SOURCE EXTRACT
========

Finally, we have the statistics related towards taking out opposing players. This involves blocking, leading to blocking casualties, as well as fouling (illegally hitting players that are already down). For blocking, the total number of blocks thrown is tracked (home_block and away_block), for casualties we have the number of players who suffer a casualty (home_cas , away_cas) and for fouling we have the number of fouls performed by each team (home_foul, away_foul). For casualties, we use both the number of casualties inflicted as well as casualties suffered (home_cas and away_cas). The average amount of casualties suffered quantifies the vulnerability of a team, and will likely be related to the average armour value (AV) of a team.

As we are interested in statistics at the team level (not for individual matches), we take the average of all the statistics by team:

divisions <- c("Competitive", "Blackbox", "Ranked", "Regular_league")

df_agg <- data_tables$Competitive %>% 
  group_by(race_name, race_type) %>% 
  summarise(Blocks = mean(home_block), 
            Completions = mean(home_comp),
            Fouls = mean(home_foul),
            Distance_passed = mean(home_pass), 
            Running_w_ball = mean(home_rush), 
            Cas_inflicted = mean(home_cas),
            Cas_suffered = mean(away_cas), 
            Touchdowns = mean(team_score),
            size = n())
## `summarise()` has grouped output by 'race_name'. You can override using the
## `.groups` argument.
## [1] 28 11

This gives us 11 numbers for 28 different BB2020 teams.

So which teams have similar stats?

Next, we want to compare the different Blood Bowl teams on their match statistics with each other, and see which races have comparable stats.

========

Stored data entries
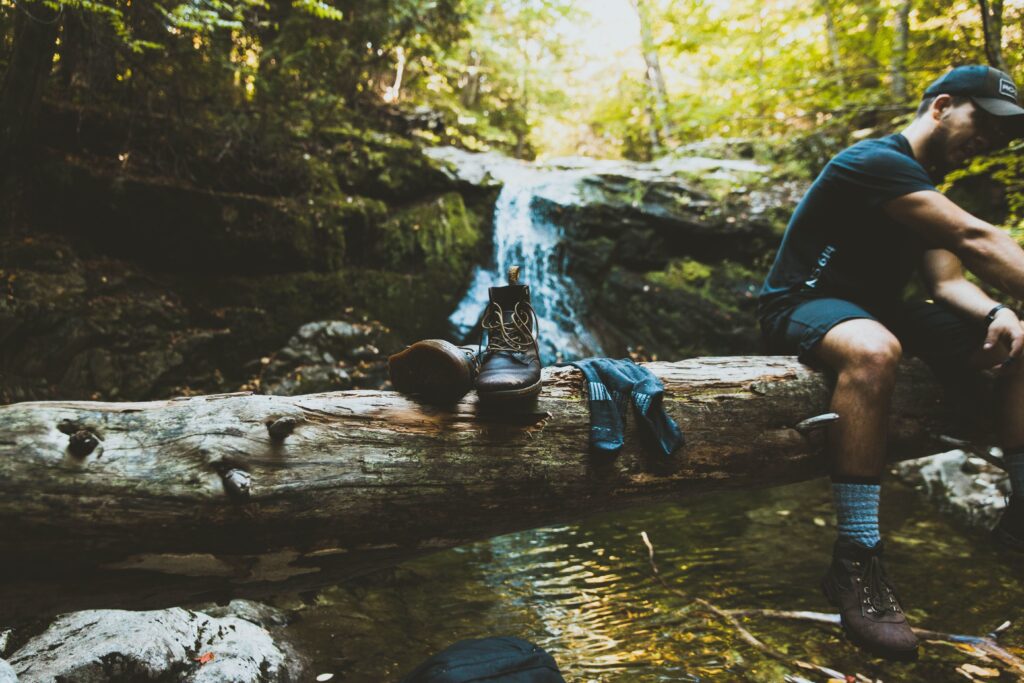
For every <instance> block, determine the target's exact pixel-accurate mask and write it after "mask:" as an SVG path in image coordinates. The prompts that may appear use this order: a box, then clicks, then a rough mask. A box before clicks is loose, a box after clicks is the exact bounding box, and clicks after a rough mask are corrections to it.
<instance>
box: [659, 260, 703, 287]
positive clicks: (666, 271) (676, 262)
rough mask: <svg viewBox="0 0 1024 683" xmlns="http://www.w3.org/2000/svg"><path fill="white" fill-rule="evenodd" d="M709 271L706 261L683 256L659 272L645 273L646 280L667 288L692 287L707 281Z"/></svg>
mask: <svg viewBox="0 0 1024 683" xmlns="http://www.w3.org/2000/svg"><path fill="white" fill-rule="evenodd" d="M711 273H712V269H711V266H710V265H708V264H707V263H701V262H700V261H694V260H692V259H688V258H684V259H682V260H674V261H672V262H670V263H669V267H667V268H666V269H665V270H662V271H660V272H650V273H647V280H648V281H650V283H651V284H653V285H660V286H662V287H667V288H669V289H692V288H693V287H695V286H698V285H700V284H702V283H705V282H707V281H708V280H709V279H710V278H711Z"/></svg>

========

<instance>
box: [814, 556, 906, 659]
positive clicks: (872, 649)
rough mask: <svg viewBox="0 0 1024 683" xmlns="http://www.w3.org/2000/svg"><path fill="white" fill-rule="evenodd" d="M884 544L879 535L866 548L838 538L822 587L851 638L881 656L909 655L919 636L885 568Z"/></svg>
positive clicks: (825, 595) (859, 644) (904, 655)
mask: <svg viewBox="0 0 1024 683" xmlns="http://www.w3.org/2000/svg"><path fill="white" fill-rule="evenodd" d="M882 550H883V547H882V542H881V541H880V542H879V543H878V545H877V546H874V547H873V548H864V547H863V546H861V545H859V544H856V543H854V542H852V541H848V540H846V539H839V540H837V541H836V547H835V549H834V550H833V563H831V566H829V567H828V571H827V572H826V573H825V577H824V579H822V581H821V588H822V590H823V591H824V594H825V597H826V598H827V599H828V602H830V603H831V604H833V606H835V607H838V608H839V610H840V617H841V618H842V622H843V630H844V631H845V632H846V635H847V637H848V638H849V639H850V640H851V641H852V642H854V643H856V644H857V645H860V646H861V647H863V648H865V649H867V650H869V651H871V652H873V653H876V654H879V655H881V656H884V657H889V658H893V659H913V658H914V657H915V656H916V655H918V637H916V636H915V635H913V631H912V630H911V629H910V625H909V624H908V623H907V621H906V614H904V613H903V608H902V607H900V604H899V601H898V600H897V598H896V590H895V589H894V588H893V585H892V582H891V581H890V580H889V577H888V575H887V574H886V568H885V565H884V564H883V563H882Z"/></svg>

========

WHAT TO DO
**A.** Why does the Blood Bowl statistics excerpt take the average of all the statistics by team?
**B.** Write out the stretch of the Blood Bowl statistics excerpt from "Finally, we have" through "(AV) of a team.".

SOLUTIONS IN ORDER
**A.** The interest is in statistics at the team level rather than in individual matches. Averaging the statistics by team yields 11 numbers for each of 28 different BB2020 teams.

**B.**
Finally, we have the statistics related towards taking out opposing players. This involves blocking, leading to blocking casualties, as well as fouling (illegally hitting players that are already down). For blocking, the total number of blocks thrown is tracked (home_block and away_block), for casualties we have the number of players who suffer a casualty (home_cas , away_cas) and for fouling we have the number of fouls performed by each team (home_foul, away_foul). For casualties, we use both the number of casualties inflicted as well as casualties suffered (home_cas and away_cas). The average amount of casualties suffered quantifies the vulnerability of a team, and will likely be related to the average armour value (AV) of a team.